-- Information provided start --
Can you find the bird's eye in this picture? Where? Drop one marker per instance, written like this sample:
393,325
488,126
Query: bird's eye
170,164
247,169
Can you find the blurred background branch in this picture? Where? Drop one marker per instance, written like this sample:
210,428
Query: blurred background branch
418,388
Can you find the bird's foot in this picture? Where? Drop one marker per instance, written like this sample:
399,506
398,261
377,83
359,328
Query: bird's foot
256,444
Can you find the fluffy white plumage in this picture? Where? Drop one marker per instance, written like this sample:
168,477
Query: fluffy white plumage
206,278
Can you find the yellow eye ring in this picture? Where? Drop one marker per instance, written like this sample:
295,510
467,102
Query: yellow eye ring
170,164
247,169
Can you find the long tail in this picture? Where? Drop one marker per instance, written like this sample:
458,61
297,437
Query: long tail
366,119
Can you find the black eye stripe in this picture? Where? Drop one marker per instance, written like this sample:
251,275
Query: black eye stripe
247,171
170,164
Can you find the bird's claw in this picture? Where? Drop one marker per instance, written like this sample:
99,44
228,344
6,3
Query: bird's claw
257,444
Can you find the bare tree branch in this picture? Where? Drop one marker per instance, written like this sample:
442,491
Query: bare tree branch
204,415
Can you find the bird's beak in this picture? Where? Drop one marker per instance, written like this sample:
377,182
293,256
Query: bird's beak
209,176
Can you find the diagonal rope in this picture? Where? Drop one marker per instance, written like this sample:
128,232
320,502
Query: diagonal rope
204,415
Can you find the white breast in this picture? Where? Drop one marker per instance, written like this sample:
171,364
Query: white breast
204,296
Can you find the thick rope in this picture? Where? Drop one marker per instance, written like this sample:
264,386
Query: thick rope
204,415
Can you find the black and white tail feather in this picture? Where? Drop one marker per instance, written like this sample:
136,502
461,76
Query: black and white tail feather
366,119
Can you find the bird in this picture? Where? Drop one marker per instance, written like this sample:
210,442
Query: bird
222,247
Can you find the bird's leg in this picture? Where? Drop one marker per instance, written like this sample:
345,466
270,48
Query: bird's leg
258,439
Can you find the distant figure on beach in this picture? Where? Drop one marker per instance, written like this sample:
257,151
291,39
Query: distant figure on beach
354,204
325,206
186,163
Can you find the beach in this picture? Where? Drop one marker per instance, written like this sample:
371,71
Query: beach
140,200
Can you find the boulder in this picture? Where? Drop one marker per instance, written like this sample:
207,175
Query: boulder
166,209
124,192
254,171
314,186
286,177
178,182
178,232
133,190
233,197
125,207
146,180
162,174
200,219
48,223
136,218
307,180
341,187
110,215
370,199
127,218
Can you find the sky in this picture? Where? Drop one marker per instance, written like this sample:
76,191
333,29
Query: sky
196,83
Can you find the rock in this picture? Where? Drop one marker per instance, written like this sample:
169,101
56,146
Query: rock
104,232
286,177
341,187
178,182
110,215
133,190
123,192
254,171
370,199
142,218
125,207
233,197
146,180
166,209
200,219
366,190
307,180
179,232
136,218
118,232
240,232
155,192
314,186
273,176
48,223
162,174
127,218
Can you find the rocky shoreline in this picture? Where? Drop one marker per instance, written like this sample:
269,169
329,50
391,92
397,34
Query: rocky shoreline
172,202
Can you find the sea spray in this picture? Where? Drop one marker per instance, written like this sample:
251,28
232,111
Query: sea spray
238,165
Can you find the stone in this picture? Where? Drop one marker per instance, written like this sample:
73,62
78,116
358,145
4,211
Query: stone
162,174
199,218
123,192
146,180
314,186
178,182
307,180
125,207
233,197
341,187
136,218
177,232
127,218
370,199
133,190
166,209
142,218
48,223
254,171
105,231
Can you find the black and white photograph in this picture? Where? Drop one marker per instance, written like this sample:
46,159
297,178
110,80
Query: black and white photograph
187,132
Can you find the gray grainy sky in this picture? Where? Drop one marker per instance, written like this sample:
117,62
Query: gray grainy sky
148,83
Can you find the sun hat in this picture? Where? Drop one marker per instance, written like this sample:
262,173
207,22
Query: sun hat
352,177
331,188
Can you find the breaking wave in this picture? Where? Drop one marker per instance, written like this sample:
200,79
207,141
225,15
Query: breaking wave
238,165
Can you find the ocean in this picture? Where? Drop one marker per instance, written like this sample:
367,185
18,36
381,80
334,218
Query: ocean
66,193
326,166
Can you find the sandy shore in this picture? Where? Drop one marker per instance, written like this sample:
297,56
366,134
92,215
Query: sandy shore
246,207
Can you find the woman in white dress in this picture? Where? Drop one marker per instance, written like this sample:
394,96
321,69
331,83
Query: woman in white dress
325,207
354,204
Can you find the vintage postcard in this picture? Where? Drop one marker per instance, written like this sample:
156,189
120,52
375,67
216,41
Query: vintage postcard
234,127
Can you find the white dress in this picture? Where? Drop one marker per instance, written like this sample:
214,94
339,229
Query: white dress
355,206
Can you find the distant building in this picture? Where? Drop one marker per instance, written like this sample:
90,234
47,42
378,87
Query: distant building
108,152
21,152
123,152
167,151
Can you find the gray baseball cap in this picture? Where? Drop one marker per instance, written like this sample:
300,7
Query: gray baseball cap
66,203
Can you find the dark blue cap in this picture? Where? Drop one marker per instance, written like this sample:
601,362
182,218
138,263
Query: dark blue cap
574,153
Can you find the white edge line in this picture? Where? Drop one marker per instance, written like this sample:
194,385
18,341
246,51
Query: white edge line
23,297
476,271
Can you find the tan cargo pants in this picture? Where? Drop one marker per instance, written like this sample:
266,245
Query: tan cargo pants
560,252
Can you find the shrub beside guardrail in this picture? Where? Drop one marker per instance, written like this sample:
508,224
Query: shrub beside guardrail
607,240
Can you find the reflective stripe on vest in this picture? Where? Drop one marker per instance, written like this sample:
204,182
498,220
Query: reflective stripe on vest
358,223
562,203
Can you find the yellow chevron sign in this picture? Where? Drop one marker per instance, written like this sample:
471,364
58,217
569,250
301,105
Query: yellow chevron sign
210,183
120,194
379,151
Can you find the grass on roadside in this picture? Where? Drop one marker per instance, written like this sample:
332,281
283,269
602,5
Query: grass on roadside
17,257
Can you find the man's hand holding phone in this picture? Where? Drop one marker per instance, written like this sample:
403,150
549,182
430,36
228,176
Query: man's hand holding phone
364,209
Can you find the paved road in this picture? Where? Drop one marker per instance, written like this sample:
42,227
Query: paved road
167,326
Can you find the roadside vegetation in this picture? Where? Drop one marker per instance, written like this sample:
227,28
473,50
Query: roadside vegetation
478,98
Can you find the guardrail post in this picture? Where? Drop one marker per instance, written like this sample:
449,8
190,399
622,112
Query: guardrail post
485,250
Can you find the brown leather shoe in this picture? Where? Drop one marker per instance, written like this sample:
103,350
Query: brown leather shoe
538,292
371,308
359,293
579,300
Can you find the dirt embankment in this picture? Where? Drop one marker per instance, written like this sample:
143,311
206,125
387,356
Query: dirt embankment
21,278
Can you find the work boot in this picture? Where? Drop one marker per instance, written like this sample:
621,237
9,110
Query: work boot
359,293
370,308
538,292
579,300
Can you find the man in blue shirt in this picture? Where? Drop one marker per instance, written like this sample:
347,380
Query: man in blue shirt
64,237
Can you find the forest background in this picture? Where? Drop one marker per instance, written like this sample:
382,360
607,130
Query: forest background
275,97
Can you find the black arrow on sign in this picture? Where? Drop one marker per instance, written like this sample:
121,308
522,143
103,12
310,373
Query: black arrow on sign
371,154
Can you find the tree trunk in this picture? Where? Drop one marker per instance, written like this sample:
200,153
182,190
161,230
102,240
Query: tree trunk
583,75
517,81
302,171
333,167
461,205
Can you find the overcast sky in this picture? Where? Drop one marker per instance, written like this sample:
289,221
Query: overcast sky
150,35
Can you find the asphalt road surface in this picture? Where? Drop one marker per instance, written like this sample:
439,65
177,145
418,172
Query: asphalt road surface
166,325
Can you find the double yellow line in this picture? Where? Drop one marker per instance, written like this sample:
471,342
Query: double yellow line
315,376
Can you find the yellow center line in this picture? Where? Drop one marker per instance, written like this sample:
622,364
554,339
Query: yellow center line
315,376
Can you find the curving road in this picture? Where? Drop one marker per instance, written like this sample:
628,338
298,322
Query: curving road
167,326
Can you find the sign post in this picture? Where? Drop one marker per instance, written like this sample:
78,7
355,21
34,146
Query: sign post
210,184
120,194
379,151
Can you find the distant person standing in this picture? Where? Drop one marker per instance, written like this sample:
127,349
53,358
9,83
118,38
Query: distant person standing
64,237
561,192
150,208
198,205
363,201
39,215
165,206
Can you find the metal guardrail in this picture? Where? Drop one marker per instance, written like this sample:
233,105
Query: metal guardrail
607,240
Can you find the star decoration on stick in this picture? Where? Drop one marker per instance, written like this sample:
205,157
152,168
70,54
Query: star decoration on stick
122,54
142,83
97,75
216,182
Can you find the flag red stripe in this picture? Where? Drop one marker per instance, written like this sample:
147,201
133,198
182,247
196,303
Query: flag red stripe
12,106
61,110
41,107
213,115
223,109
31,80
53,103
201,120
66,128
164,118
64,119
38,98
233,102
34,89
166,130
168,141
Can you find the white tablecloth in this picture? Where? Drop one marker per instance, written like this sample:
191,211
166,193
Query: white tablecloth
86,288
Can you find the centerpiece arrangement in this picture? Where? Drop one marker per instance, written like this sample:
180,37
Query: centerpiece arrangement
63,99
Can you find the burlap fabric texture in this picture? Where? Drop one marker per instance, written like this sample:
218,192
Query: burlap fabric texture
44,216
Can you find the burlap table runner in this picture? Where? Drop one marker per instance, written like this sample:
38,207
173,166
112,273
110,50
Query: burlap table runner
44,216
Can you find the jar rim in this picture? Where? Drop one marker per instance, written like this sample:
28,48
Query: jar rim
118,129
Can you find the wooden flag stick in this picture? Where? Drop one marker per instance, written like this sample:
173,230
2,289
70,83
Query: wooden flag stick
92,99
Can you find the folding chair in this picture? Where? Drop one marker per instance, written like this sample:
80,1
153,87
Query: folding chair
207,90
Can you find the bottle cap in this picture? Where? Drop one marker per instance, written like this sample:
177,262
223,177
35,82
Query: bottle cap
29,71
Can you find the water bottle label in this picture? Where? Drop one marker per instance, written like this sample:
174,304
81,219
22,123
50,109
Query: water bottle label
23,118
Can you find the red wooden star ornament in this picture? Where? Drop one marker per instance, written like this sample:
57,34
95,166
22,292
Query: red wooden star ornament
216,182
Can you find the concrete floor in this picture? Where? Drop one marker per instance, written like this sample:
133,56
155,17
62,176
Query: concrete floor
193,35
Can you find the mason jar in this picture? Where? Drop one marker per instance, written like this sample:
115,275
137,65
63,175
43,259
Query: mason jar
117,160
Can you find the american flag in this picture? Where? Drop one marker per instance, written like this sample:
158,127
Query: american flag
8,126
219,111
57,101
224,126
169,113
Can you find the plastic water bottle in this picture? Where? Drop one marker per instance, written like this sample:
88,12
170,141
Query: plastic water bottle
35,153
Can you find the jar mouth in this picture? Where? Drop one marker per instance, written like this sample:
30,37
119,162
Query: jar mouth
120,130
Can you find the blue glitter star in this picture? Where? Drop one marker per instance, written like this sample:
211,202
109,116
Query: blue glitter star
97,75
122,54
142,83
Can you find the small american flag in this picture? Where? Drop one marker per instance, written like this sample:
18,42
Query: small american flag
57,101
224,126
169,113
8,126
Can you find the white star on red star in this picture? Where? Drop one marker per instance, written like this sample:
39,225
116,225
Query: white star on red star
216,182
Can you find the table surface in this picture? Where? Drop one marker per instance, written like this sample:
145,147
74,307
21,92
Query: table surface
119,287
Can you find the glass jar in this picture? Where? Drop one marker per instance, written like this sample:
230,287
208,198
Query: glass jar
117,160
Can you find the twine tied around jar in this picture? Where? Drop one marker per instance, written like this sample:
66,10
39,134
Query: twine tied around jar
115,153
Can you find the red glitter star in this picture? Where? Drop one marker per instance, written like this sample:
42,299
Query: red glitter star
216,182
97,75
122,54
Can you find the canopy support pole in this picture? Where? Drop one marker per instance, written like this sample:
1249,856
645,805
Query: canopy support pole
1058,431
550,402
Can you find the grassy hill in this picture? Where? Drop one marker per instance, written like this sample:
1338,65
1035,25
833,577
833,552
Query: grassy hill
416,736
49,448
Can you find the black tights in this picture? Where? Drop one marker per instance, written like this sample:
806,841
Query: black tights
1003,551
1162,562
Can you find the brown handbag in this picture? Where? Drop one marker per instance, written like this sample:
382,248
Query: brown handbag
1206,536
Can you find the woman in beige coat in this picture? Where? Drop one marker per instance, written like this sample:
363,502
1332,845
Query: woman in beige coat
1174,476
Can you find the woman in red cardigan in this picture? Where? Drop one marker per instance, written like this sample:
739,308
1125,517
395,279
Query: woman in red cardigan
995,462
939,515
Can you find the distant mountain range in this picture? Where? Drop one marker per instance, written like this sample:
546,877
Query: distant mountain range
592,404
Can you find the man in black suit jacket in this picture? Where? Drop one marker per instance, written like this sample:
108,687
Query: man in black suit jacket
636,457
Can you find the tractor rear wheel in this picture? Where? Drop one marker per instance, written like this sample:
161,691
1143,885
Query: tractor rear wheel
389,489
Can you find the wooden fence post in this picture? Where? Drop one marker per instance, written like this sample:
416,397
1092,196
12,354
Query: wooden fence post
-- Information provided end --
The lines to reproduce run from the line containing "Can you find the grassy" to the end of the listing; write them out exactly and add nothing.

Can you find the grassy hill in this picture? Where? Drop one marker per instance, written like this sample:
1338,65
1035,25
833,577
833,552
Query: grassy hill
416,736
49,448
Can you find the black tights in this picture? Where? Drop one marker per instance, written like this sample:
806,841
Query: black tights
1003,551
1162,562
Can you find the brown handbag in this picture? Where? Drop one marker per instance, written like this sample:
382,248
Query: brown handbag
1206,536
Can you find the woman in beige coat in this picture? Where? Drop one marker per instance, written like this sample:
363,502
1332,845
Query: woman in beige coat
1174,476
Can you find the woman in red cardigan in this picture? Where? Drop one marker per instance, written like this sample:
739,308
1125,517
395,279
Query: woman in red cardigan
995,462
939,515
Can you find the distant mountain range in this picture? Where? Drop one marker per instance, written like this sample:
546,877
Query: distant mountain range
592,404
Can you find the man in black suit jacket in this picture? Where? Drop one marker per instance, written like this sample:
108,687
Query: man in black suit jacket
636,457
Can you find the tractor rear wheel in this picture? Where? Drop one marker per instance, written like this sample:
161,691
1143,885
Query: tractor rear wheel
389,489
Can you find the wooden fence post in this picture? Where? Drop one marker per instance, written like this sample:
416,397
1092,196
12,354
Query: wooden fence post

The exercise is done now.